=== EXERCISE DESCRIPTION ===
Every line below that contains the word "water" must be copied.

=== INFORMATION SHOWN ===
Content starts
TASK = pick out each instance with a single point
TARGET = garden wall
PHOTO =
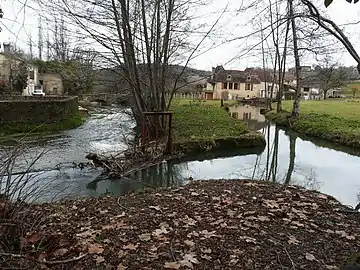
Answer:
(30, 109)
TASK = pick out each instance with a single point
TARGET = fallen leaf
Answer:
(188, 260)
(292, 241)
(189, 243)
(332, 267)
(310, 257)
(206, 257)
(33, 238)
(118, 225)
(60, 252)
(95, 249)
(263, 218)
(121, 267)
(172, 265)
(130, 246)
(145, 237)
(122, 254)
(157, 208)
(159, 232)
(99, 259)
(231, 213)
(206, 250)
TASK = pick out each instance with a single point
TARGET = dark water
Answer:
(287, 159)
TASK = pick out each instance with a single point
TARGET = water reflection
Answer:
(287, 159)
(249, 114)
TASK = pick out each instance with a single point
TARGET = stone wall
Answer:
(30, 109)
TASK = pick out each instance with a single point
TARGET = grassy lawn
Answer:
(336, 121)
(205, 122)
(203, 126)
(347, 90)
(344, 109)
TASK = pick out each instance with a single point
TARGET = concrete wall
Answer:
(31, 109)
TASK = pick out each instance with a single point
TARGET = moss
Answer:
(325, 126)
(20, 128)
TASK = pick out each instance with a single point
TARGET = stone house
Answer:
(52, 83)
(237, 84)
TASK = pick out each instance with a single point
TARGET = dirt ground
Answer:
(218, 224)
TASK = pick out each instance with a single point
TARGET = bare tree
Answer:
(40, 39)
(333, 29)
(330, 76)
(142, 38)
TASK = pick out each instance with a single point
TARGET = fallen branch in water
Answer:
(132, 160)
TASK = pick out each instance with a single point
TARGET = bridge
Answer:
(106, 98)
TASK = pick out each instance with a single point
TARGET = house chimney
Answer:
(6, 47)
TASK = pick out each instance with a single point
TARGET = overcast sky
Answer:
(19, 22)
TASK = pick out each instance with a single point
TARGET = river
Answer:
(287, 159)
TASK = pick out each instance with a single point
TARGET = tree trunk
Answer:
(296, 105)
(292, 146)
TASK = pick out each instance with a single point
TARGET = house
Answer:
(236, 84)
(310, 84)
(267, 80)
(52, 83)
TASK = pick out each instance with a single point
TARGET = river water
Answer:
(287, 159)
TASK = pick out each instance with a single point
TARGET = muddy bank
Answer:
(219, 224)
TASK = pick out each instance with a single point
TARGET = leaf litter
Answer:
(213, 224)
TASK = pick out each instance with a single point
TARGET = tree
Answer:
(329, 2)
(354, 91)
(333, 29)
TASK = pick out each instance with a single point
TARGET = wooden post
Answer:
(169, 144)
(143, 131)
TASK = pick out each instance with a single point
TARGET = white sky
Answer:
(18, 23)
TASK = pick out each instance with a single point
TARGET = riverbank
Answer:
(335, 121)
(10, 130)
(216, 224)
(206, 126)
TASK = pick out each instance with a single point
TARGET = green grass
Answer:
(345, 109)
(202, 126)
(348, 89)
(205, 122)
(336, 121)
(178, 101)
(18, 129)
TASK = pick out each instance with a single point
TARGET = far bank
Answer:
(335, 121)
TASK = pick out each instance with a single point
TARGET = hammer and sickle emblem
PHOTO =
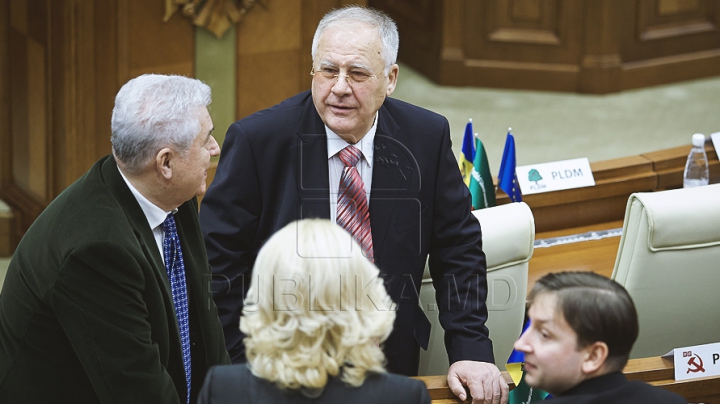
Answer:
(697, 367)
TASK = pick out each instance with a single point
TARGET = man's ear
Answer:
(164, 162)
(595, 356)
(392, 79)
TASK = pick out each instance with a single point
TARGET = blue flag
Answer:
(507, 179)
(467, 155)
(522, 393)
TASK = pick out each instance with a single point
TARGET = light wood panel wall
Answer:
(61, 64)
(273, 51)
(63, 61)
(588, 46)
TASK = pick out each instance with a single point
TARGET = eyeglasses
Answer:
(355, 76)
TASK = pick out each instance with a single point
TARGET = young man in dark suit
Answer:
(582, 328)
(88, 313)
(285, 163)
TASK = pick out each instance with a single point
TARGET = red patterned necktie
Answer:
(353, 213)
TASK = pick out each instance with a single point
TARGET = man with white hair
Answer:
(382, 169)
(105, 298)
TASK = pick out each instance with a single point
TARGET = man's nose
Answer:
(342, 85)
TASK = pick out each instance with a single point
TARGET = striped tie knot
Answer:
(353, 213)
(350, 156)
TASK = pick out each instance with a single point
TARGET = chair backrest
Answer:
(669, 261)
(508, 239)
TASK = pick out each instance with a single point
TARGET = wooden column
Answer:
(588, 46)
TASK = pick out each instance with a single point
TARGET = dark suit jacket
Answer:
(273, 170)
(86, 312)
(616, 389)
(236, 384)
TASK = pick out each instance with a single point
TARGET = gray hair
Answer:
(153, 111)
(377, 19)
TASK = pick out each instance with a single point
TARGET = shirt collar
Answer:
(336, 143)
(155, 216)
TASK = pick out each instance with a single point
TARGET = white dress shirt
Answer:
(153, 214)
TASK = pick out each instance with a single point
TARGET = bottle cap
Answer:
(698, 140)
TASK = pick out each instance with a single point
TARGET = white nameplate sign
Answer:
(694, 362)
(555, 176)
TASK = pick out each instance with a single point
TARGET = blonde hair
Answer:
(316, 308)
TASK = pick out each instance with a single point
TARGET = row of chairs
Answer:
(668, 260)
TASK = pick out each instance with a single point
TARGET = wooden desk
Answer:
(655, 370)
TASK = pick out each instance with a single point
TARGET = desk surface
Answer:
(655, 370)
(590, 256)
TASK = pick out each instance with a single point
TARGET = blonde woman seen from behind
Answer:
(315, 317)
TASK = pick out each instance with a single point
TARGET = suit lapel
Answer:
(388, 181)
(136, 219)
(311, 167)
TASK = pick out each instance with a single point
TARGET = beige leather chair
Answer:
(669, 261)
(508, 237)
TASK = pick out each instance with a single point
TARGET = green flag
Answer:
(481, 185)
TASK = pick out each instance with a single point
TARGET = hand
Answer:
(486, 384)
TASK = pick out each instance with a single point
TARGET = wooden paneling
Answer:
(273, 51)
(268, 56)
(62, 62)
(593, 46)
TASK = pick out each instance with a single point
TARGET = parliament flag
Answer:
(522, 393)
(507, 178)
(467, 154)
(482, 188)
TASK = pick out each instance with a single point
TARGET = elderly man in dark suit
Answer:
(105, 299)
(382, 169)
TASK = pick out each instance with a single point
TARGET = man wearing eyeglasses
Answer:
(382, 169)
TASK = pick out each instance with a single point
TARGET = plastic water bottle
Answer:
(696, 168)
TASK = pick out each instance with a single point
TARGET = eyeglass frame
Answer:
(348, 79)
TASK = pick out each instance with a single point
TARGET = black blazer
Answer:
(86, 312)
(273, 170)
(236, 384)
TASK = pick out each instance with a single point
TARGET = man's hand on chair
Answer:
(486, 384)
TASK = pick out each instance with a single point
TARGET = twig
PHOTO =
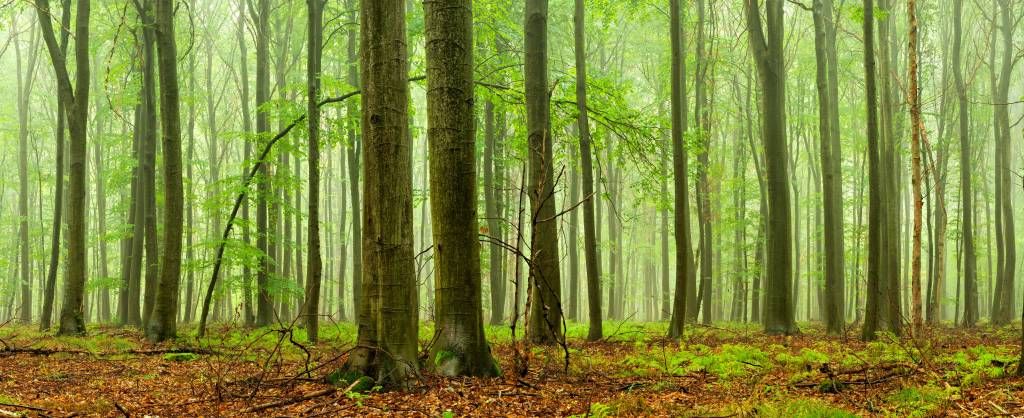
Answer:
(307, 396)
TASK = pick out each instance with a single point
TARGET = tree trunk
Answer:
(876, 311)
(769, 58)
(76, 107)
(26, 80)
(593, 263)
(314, 263)
(353, 152)
(460, 347)
(1003, 306)
(967, 196)
(824, 48)
(684, 257)
(546, 310)
(918, 129)
(163, 325)
(388, 320)
(264, 304)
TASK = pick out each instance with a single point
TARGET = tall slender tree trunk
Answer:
(59, 158)
(591, 260)
(1003, 306)
(875, 316)
(970, 264)
(264, 304)
(353, 152)
(26, 80)
(314, 266)
(824, 48)
(684, 256)
(248, 308)
(76, 106)
(918, 129)
(492, 193)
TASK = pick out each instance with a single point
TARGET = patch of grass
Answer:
(920, 401)
(802, 408)
(180, 357)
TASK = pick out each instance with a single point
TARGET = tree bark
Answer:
(314, 263)
(684, 256)
(163, 325)
(546, 310)
(593, 263)
(76, 107)
(460, 346)
(970, 264)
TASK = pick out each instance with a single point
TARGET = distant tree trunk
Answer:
(492, 193)
(824, 48)
(460, 346)
(918, 129)
(593, 263)
(353, 152)
(684, 260)
(573, 250)
(701, 116)
(769, 58)
(388, 320)
(890, 193)
(76, 106)
(1003, 306)
(264, 304)
(190, 195)
(967, 195)
(546, 308)
(314, 266)
(165, 312)
(26, 80)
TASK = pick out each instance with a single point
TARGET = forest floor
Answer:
(721, 371)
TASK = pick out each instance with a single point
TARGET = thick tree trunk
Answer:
(768, 50)
(593, 263)
(388, 323)
(878, 302)
(460, 346)
(76, 107)
(163, 324)
(546, 310)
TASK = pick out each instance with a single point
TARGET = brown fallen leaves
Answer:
(253, 381)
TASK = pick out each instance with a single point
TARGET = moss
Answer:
(180, 357)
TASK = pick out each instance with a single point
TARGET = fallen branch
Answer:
(51, 351)
(30, 408)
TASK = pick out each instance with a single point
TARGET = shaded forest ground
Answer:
(722, 371)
Content ends
=== EXERCISE ANSWER ===
TARGET = dark water
TARGET = water reflection
TARGET = fallen branch in water
TARGET = river water
TARGET = plastic water bottle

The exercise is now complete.